Page text ->
--------
Using Kafka with Python

This walkthrough demonstrates how to load data from a Kafka topic into a CrateDB table, using a Python consumer and CrateDB’s HTTP interface.

Start services

Start Kafka and CrateDB using Docker Compose.

# docker-compose.yml
services:
  kafka:
    image: bitnami/kafka:latest
    container_name: kafka
    environment:
      - KAFKA_CFG_NODE_ID=1
      - KAFKA_CFG_PROCESS_ROLES=broker,controller
      - KAFKA_CFG_LISTENERS=PLAINTEXT://:9092,CONTROLLER://:9093
      - KAFKA_CFG_ADVERTISED_LISTENERS=PLAINTEXT://kafka:9092
      - KAFKA_CFG_LISTENER_SECURITY_PROTOCOL_MAP=PLAINTEXT:PLAINTEXT,CONTROLLER:PLAINTEXT
      - KAFKA_CFG_CONTROLLER_LISTENER_NAMES=CONTROLLER
      - KAFKA_CFG_CONTROLLER_QUORUM_VOTERS=1@kafka:9093
      - KAFKA_CFG_INTER_BROKER_LISTENER_NAME=PLAINTEXT
      - KAFKA_ENABLE_KRAFT=yes
      - ALLOW_PLAINTEXT_LISTENER=yes
    ports:
      - "9092:9092"
    networks: [ demo ]

  cratedb:
    image: crate:latest
    container_name: cratedb
    command: ["crate", "-Ccluster.name=crate-demo", "-Chttp.cors.enabled=true", "-Chttp.cors.allow-origin=*"]
    ports:
      - "4200:4200"   # HTTP API / Admin UI
      - "5432:5432"   # PostgreSQL wire protocol
    networks: [ demo ]

networks:
  demo: {}
docker compose up -d

Provision CrateDB and Kafka

  • CrateDB Admin UI: http://localhost:4200

  • Kafka broker (inside-compose hostname): kafka:9092

Create a CrateDB table

The easiest way to do this is through the CrateDB Admin UI at http://localhost:4200 and execute this using the console:

CREATE TABLE IF NOT EXISTS sensor_readings (
    device_id TEXT, ts TIMESTAMPTZ,
    temperature DOUBLE PRECISION,
    humidity DOUBLE PRECISION,
    PRIMARY KEY (device_id, ts)
);

But this can also be done using curl:

curl -sS -H 'Content-Type: application/json' -X POST http://localhost:4200/_sql -d '{"stmt":"CREATE TABLE IF NOT EXISTS sensor_readings (device_id TEXT, ts TIMESTAMPTZ, temperature DOUBLE PRECISION, humidity DOUBLE PRECISION, PRIMARY KEY (device_id, ts))"}'

Create a Kafka topic

Creating a Kafka topic can be done in several ways, we are selecting to use docker exec in this way:

docker exec -it kafka kafka-topics.sh --create --topic sensors --bootstrap-server kafka:9092 --partitions 3 --replication-factor 1

Process events

Submit events to Kafka

docker exec -it kafka kafka-console-producer.sh --bootstrap-server kafka:9092 --topic sensors <<'EOF'
{"device_id":"alpha","ts":"2025-08-19T12:00:00Z","temperature":21.4,"humidity":48.0}
{"device_id":"alpha","ts":"2025-08-19T12:01:00Z","temperature":21.5,"humidity":47.6}
{"device_id":"beta","ts":"2025-08-19T12:00:00Z","temperature":19.8,"humidity":55.1}
EOF

Events (messages) are newline-delimited JSON for simplicity.
--------
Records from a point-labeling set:
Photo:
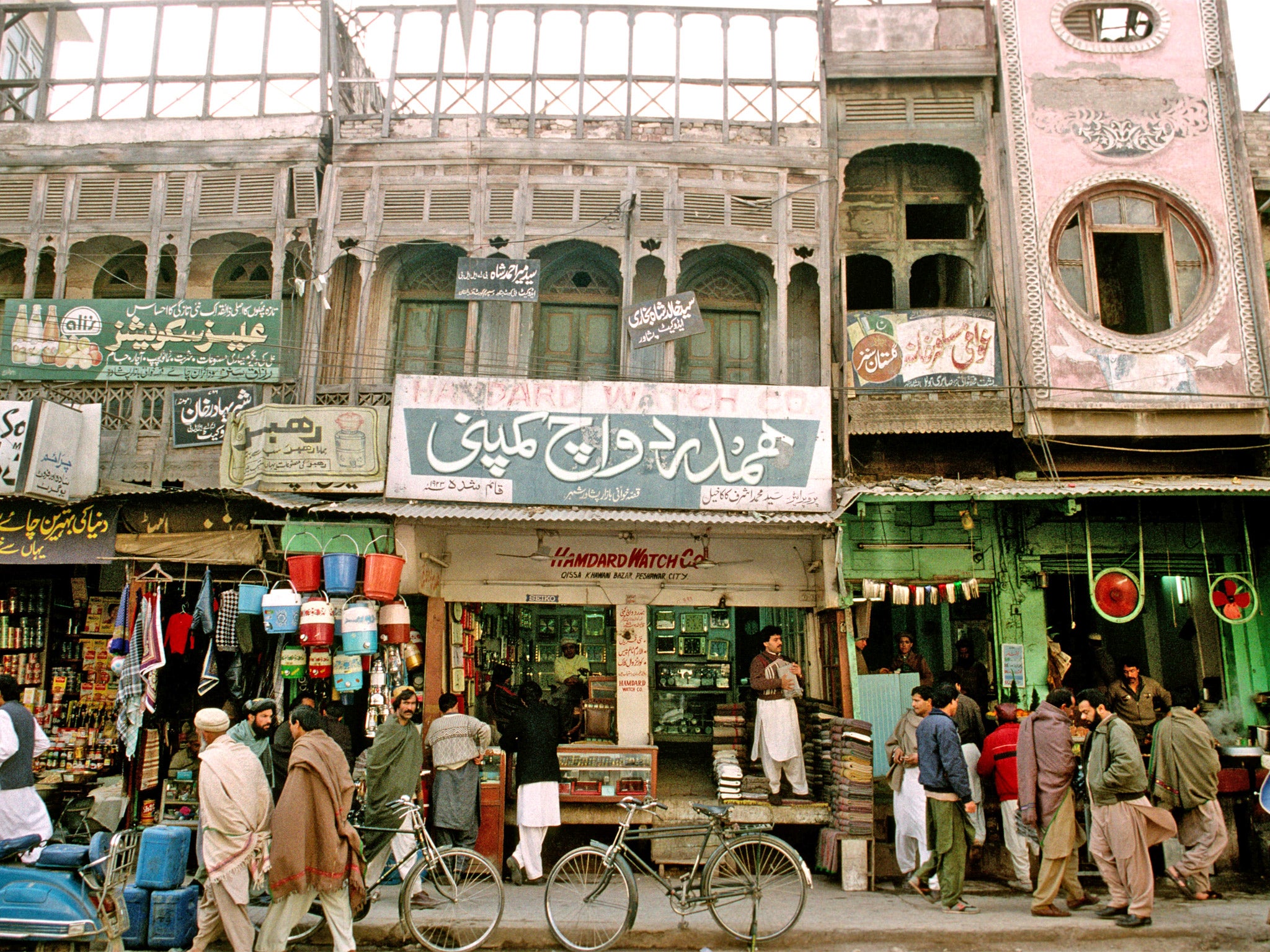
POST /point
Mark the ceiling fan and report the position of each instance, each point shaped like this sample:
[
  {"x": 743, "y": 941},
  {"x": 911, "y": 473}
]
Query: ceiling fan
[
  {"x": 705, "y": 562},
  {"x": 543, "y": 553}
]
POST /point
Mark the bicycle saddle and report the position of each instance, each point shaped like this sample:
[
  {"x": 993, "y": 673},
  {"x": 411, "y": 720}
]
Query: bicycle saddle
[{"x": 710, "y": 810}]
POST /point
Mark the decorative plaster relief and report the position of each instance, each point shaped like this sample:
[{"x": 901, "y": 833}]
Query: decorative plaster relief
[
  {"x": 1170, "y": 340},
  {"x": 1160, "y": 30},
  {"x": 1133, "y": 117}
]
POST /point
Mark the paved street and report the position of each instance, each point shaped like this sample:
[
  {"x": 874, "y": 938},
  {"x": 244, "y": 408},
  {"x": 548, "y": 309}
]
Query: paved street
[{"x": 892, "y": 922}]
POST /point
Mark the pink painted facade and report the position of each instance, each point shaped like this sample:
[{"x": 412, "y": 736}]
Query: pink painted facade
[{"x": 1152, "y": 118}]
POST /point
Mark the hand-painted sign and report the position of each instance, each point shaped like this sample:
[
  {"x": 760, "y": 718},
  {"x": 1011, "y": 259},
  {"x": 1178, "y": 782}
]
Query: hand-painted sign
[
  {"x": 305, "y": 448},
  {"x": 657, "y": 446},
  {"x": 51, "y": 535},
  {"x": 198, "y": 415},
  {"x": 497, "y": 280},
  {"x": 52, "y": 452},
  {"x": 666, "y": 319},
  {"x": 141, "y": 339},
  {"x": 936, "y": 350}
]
--------
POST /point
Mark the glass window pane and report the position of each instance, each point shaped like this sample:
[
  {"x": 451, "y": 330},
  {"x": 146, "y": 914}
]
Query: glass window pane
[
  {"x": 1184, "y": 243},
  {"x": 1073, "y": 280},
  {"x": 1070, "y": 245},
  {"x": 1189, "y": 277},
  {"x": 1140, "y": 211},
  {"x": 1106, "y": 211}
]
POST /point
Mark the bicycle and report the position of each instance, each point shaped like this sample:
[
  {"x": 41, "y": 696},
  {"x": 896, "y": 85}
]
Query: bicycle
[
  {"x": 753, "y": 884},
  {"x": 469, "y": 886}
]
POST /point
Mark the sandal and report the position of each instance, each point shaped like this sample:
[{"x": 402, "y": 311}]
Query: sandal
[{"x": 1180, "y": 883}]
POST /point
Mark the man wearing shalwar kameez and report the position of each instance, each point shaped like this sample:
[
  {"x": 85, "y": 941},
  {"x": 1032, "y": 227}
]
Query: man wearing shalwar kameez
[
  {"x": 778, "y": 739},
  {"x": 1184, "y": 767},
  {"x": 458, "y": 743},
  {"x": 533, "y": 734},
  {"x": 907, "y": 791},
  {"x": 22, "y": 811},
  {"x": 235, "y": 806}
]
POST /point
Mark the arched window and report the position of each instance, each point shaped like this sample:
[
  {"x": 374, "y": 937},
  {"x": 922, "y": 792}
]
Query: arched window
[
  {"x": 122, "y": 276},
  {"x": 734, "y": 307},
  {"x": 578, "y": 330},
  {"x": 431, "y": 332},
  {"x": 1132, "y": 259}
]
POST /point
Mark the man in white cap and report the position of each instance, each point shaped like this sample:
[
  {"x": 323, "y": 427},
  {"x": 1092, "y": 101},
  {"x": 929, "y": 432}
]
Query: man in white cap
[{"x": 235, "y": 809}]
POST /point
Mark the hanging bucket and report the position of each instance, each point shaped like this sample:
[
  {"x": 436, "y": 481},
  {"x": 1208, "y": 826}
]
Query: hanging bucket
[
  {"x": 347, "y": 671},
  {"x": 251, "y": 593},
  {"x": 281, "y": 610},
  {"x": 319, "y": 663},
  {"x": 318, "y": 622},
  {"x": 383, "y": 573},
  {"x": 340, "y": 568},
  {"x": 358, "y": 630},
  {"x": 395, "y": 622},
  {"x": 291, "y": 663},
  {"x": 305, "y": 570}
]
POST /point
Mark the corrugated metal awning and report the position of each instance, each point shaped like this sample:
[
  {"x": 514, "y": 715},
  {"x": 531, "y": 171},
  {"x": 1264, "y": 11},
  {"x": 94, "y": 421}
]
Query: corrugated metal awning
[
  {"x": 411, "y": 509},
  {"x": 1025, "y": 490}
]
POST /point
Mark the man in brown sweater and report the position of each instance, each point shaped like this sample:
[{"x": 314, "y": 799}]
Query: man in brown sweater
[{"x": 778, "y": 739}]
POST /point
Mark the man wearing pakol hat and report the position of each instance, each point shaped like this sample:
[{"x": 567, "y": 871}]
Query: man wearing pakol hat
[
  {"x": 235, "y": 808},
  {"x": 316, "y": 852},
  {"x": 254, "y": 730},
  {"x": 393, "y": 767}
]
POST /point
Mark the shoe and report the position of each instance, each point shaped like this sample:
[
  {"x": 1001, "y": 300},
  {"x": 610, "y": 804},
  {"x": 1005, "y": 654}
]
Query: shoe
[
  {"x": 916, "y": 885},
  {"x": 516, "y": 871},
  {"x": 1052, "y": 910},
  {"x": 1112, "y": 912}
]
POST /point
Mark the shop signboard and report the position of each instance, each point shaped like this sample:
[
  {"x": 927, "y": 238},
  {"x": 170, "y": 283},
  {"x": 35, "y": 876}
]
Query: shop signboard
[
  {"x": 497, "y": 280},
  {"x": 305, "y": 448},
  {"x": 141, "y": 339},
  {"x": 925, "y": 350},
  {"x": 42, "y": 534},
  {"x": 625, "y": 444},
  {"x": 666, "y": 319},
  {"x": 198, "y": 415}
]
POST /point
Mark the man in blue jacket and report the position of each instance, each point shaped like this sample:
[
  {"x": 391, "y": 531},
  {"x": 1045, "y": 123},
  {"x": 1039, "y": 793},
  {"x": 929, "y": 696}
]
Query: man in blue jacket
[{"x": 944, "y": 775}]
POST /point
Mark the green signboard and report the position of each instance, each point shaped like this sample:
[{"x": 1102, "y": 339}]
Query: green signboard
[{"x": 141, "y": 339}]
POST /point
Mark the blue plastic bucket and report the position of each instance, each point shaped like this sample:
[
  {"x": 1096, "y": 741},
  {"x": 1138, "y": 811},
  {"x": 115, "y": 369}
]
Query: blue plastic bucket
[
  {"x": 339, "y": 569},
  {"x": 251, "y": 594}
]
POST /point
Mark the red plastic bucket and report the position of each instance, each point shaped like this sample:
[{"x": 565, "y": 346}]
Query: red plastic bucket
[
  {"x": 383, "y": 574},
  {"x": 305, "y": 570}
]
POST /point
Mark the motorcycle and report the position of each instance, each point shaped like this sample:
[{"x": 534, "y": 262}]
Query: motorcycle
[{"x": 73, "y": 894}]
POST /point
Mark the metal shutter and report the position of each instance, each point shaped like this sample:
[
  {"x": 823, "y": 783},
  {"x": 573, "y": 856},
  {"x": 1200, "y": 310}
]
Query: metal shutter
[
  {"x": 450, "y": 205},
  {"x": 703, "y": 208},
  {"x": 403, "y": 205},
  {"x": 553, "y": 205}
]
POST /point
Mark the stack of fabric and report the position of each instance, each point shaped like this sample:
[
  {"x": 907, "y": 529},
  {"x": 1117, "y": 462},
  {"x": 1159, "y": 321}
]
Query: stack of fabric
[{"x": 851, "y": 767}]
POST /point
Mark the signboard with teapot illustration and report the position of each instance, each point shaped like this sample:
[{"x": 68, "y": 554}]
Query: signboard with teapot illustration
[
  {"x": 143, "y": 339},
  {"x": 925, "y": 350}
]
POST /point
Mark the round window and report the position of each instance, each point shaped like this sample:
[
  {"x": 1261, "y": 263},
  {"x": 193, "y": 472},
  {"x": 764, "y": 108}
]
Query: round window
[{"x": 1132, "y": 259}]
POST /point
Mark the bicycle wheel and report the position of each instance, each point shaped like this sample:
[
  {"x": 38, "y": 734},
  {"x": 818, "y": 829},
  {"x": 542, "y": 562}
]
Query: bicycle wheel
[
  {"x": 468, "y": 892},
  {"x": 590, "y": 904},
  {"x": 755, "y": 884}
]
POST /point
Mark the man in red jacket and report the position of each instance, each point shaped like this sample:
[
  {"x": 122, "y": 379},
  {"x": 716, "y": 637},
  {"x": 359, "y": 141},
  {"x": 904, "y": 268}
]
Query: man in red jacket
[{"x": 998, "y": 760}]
--------
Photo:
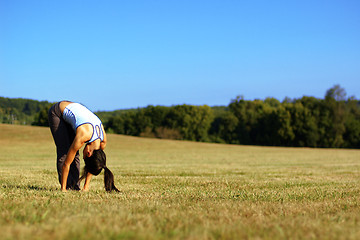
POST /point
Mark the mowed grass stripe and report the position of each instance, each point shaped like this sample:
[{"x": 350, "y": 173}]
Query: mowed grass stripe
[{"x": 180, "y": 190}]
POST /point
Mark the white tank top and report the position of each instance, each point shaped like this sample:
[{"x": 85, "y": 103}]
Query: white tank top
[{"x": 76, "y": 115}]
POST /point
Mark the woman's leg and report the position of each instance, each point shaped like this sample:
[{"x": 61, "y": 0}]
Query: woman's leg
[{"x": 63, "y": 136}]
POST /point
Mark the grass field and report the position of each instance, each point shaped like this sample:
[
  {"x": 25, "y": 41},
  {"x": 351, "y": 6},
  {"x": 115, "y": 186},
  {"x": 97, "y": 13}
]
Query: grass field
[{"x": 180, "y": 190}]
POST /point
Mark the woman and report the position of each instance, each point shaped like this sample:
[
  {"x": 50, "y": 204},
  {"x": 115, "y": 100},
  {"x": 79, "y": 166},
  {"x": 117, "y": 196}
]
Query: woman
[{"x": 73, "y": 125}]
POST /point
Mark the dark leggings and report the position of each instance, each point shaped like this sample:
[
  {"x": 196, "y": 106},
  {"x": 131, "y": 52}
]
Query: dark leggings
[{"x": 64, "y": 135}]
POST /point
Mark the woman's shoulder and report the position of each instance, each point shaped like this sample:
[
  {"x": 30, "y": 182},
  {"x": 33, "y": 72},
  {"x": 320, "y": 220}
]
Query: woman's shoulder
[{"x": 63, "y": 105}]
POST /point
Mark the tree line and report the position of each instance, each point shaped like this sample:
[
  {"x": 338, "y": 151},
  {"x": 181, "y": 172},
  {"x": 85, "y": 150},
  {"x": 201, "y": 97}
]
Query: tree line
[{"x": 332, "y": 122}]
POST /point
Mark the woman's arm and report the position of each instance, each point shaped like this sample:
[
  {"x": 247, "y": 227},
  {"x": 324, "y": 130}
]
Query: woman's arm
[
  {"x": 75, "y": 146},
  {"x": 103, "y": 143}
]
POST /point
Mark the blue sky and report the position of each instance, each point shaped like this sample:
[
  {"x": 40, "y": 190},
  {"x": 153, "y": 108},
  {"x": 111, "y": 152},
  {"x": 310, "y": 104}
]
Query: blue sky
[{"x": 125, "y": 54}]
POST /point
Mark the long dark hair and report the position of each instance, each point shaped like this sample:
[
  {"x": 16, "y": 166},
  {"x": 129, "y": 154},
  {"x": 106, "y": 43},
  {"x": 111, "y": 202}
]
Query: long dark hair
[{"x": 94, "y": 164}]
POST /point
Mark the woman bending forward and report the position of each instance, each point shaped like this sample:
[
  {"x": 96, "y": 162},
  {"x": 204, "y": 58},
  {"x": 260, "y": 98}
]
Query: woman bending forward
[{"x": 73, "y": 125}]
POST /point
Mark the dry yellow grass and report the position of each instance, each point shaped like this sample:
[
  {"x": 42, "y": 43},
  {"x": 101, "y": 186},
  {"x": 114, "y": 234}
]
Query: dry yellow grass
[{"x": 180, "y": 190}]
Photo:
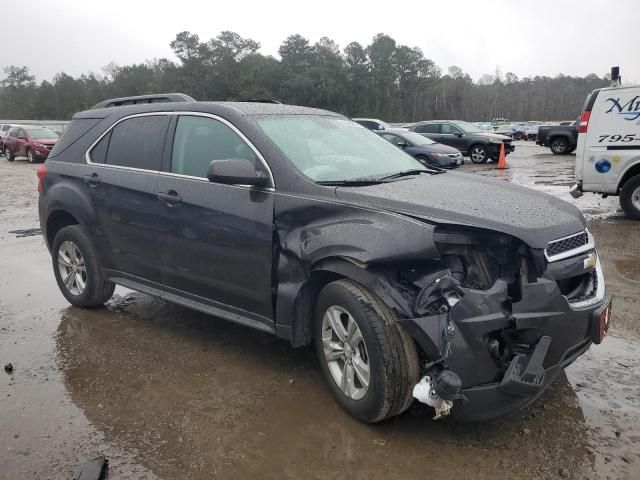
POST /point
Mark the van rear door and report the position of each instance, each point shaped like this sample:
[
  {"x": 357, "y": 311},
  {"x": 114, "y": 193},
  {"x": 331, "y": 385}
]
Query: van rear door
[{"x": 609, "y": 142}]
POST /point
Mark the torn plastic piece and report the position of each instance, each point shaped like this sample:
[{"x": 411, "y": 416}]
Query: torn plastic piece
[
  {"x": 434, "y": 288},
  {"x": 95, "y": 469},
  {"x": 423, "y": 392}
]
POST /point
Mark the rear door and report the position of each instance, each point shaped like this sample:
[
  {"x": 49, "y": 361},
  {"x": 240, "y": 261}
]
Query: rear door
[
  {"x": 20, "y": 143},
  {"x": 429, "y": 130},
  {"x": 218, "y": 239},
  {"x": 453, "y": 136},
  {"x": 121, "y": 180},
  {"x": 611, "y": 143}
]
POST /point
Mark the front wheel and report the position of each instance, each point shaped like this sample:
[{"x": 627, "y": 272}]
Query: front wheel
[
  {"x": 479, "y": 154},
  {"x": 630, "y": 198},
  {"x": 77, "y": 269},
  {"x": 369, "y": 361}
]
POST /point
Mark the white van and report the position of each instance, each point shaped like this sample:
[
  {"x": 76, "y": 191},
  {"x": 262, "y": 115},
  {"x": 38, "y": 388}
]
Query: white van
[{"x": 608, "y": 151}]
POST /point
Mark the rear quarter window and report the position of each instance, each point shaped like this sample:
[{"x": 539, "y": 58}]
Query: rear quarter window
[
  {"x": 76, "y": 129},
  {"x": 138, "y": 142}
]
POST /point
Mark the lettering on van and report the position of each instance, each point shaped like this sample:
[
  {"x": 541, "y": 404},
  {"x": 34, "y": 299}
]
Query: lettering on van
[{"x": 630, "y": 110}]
--------
Written request 1 ->
Answer these from the Kafka walkthrough:
(a) Which host port does the Compose file map for the PostgreSQL wire protocol?
(b) How many partitions does the sensors topic get?
(c) What is the primary key of the sensor_readings table?
Written request 2 -> Please carry on the Kafka-to-CrateDB walkthrough, starting after its last sentence.
The items have no role in any of this.

Final result 1 ->
(a) 5432
(b) 3
(c) device_id and ts together

Final result 2 ->
Consume events into CrateDB

Create a simple consumer application using Python. It consumes events from the Kafka topic and inserts them into the CrateDB database table.

# quick_consumer.py
import json, requests
from confluent_kafka import Consumer

c = Consumer({
    "bootstrap.servers": "localhost:9092",
    "group.id": "demo",
    "auto.offset.reset": "earliest",
})
c.subscribe(["sensors"])

SQL_ENDPOINT = "http://localhost:4200/_sql"

def insert_batch(rows):
    # Bulk insert via HTTP; one statement, many parameter sets
    body = {
      "stmt": "INSERT INTO sensor_readings (device_id, ts, temperature, humidity) VALUES (?, ?, ?, ?) ON CONFLICT (device_id, ts) DO UPDATE SET temperature = EXCLUDED.temperature, humidity = EXCLUDED.humidity",
      "bulk_args": rows
    }
    r = requests.post(SQL_ENDPOINT, json=body, timeout=10)
    r.raise_for_status()

batch = []
try:
    while True:
        msg = c.poll(1.0)
        if msg is None: 
            if batch: insert_batch(batch); batch.clear()
            continue
        if msg.error(): 
            print("Kafka error:", msg.error()); 
            continue

        rec = json.loads(msg.value())
        batch.append([rec["device_id"], rec["ts"], rec["temperature"], rec["humidity"]])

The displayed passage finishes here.